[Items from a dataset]
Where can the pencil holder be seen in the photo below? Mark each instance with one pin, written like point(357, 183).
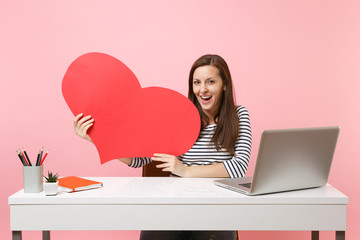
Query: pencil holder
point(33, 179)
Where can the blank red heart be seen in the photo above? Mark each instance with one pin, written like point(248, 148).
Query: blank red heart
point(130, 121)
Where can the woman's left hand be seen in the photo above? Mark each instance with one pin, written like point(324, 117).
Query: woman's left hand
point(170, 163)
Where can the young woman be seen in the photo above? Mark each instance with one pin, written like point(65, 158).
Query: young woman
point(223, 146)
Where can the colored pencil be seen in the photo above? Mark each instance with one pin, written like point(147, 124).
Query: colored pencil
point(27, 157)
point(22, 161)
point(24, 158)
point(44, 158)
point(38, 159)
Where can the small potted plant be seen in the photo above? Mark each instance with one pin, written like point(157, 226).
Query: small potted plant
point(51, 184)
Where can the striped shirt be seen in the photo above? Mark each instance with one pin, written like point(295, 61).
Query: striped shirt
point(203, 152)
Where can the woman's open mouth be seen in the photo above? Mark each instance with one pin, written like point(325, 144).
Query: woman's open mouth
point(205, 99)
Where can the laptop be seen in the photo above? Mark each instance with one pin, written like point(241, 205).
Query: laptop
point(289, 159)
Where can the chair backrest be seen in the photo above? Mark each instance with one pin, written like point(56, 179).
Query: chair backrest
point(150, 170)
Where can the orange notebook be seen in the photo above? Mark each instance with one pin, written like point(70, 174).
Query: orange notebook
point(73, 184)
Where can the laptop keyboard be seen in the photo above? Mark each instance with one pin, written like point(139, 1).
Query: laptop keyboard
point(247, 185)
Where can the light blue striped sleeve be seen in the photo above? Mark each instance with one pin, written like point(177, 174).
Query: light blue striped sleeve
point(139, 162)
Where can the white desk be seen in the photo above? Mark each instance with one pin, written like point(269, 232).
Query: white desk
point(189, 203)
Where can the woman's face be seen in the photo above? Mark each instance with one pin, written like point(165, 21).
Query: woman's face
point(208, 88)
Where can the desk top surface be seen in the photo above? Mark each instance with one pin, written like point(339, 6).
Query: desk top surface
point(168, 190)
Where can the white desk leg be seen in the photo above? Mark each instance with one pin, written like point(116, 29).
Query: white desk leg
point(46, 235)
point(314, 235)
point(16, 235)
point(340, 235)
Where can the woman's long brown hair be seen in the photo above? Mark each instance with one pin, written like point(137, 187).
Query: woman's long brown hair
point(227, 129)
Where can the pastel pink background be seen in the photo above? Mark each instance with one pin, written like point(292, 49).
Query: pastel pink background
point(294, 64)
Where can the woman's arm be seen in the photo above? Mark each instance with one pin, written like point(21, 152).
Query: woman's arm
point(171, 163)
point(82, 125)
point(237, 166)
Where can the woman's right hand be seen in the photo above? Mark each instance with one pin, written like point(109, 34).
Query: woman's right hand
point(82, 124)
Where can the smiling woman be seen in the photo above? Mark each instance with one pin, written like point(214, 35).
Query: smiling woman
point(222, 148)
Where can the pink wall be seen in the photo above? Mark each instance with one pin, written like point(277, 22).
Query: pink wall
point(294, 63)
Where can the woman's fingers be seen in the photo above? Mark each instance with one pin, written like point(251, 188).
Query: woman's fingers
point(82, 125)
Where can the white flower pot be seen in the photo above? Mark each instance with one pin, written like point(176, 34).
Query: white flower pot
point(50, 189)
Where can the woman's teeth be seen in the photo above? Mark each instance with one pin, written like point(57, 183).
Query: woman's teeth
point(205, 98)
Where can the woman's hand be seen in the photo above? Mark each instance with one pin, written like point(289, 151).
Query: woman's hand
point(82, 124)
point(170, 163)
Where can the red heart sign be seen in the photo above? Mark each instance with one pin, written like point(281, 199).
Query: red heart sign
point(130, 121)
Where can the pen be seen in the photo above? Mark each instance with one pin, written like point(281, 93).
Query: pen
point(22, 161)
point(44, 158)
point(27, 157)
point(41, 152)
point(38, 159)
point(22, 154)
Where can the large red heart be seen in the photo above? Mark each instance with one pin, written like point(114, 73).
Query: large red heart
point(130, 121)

§ Aim
Express the listing above as a Markdown table with the columns Row and Line, giving each nonblank line its own numbered row. Omit the pictures.

§ Result for this task
| Row | Line |
|---|---|
| 1 | Where can the pencil holder be seen in the photo below? Mark each instance with one pin, written like point(357, 183). |
| 2 | Query: pencil holder |
| 3 | point(33, 179) |
| 4 | Where can the blank red heart be seen in the photo above? Mark each instance with one pin, written like point(248, 148). |
| 5 | Query: blank red heart |
| 6 | point(130, 121) |
| 7 | Where can the woman's left hand be seen in the photo above? Mark each instance with one pin, written like point(324, 117). |
| 8 | Query: woman's left hand |
| 9 | point(170, 163) |
| 10 | Where can the young woman be seen in the photo above? Mark each instance with one pin, written like point(65, 158). |
| 11 | Query: young woman |
| 12 | point(223, 146) |
| 13 | Where can the colored pencil be seen in the photo above? Mark each instance with one pin, written like point(147, 124). |
| 14 | Query: colored pencil |
| 15 | point(27, 157) |
| 16 | point(22, 161) |
| 17 | point(24, 158) |
| 18 | point(44, 158) |
| 19 | point(38, 159) |
| 20 | Where can the small potted plant be seen in the photo above? Mark each instance with one pin, written like point(157, 226). |
| 21 | Query: small potted plant |
| 22 | point(51, 184) |
| 23 | Where can the striped shirt be seen in the photo above? Mark each instance with one pin, written like point(295, 61). |
| 24 | Query: striped shirt |
| 25 | point(203, 152) |
| 26 | Where can the woman's open mouth be seen in the photo above? Mark each instance with one pin, written like point(325, 144). |
| 27 | Query: woman's open mouth |
| 28 | point(205, 99) |
| 29 | Where can the laptop be seen in the photo above? Mark each instance with one pin, written like point(241, 205). |
| 30 | Query: laptop |
| 31 | point(289, 159) |
| 32 | Where can the chair backrest be seen in the photo above? Mark each instance with one pin, written like point(56, 179). |
| 33 | Query: chair backrest |
| 34 | point(150, 170) |
| 35 | Where can the orange notebook be seen in the photo above? Mark each instance with one pin, written like point(70, 174). |
| 36 | Query: orange notebook |
| 37 | point(73, 184) |
| 38 | Where can the laptop keyboard be seen in the photo above? Mark each instance with one pin, written like point(139, 1). |
| 39 | Query: laptop keyboard |
| 40 | point(247, 185) |
| 41 | Where can the light blue striped sleeve be seen in the photo above? Mark each instance with one pin, written like point(177, 174). |
| 42 | Query: light blue striped sleeve |
| 43 | point(139, 162) |
| 44 | Where can the white desk be seen in the photo above? Mark each instance with one pin, written like point(269, 232). |
| 45 | Query: white desk |
| 46 | point(189, 203) |
| 47 | Where can the woman's face be seen in the photo above? Mark each instance with one pin, written like point(165, 21). |
| 48 | Query: woman's face |
| 49 | point(208, 88) |
| 50 | Where can the desk top surface be seen in the photo above? Mark each instance with one pin, written like point(339, 6). |
| 51 | Query: desk top surface |
| 52 | point(168, 190) |
| 53 | Where can the white desk leg be seen in the photo above? Mark each instance with one pin, written like point(116, 29). |
| 54 | Query: white desk leg |
| 55 | point(46, 235) |
| 56 | point(314, 235) |
| 57 | point(16, 235) |
| 58 | point(340, 235) |
| 59 | Where can the woman's long brown hair be seen in the photo above? Mark each instance with one pin, written like point(137, 187). |
| 60 | Query: woman's long brown hair |
| 61 | point(227, 129) |
| 62 | Where can the pastel pink background be seen in the photo above? Mark each instance with one pin, written like point(292, 49). |
| 63 | Query: pastel pink background |
| 64 | point(294, 64) |
| 65 | Where can the woman's arm be seen in the photo above? Mark each instance with one pin, written like point(21, 152). |
| 66 | Query: woman's arm |
| 67 | point(171, 163) |
| 68 | point(82, 125) |
| 69 | point(237, 166) |
| 70 | Where can the woman's right hand be seen in the photo above? Mark each instance with one pin, written like point(109, 34). |
| 71 | Query: woman's right hand |
| 72 | point(82, 124) |
| 73 | Where can the smiling woman be seen in the photo above? Mark each instance with one pin, written like point(214, 35). |
| 74 | Query: smiling woman |
| 75 | point(222, 148) |
| 76 | Where can the pink wall be seen in the photo above? Mark each instance with one pin, written like point(277, 22). |
| 77 | Query: pink wall |
| 78 | point(294, 63) |
| 79 | Where can the woman's fingers be seen in the photo above? Mark each instance with one pin, written like point(251, 188). |
| 80 | Query: woman's fingers |
| 81 | point(82, 125) |
| 82 | Where can the white flower pot be seen in the photo above? Mark each instance with one pin, written like point(176, 34). |
| 83 | Query: white flower pot |
| 84 | point(50, 189) |
| 85 | Where can the woman's teeth be seen in the photo above? Mark each instance with one pin, written like point(57, 183). |
| 86 | Query: woman's teeth |
| 87 | point(205, 98) |
| 88 | Where can the woman's hand be seen in the photo above? Mark each instance with one pin, written like point(289, 151). |
| 89 | Query: woman's hand |
| 90 | point(82, 124) |
| 91 | point(170, 163) |
| 92 | Where can the red heart sign be seen in the photo above? Mark each instance with one pin, written like point(281, 199). |
| 93 | Query: red heart sign |
| 94 | point(130, 121) |
| 95 | Where can the pen be seen in the photo above? Mark each instance with one pin, written like point(281, 93). |
| 96 | Query: pen |
| 97 | point(22, 161) |
| 98 | point(44, 158) |
| 99 | point(27, 157) |
| 100 | point(41, 152) |
| 101 | point(38, 159) |
| 102 | point(22, 154) |
| 103 | Where can the large red heart be seen in the photo above? Mark each instance with one pin, written like point(114, 73). |
| 104 | Query: large red heart |
| 105 | point(130, 121) |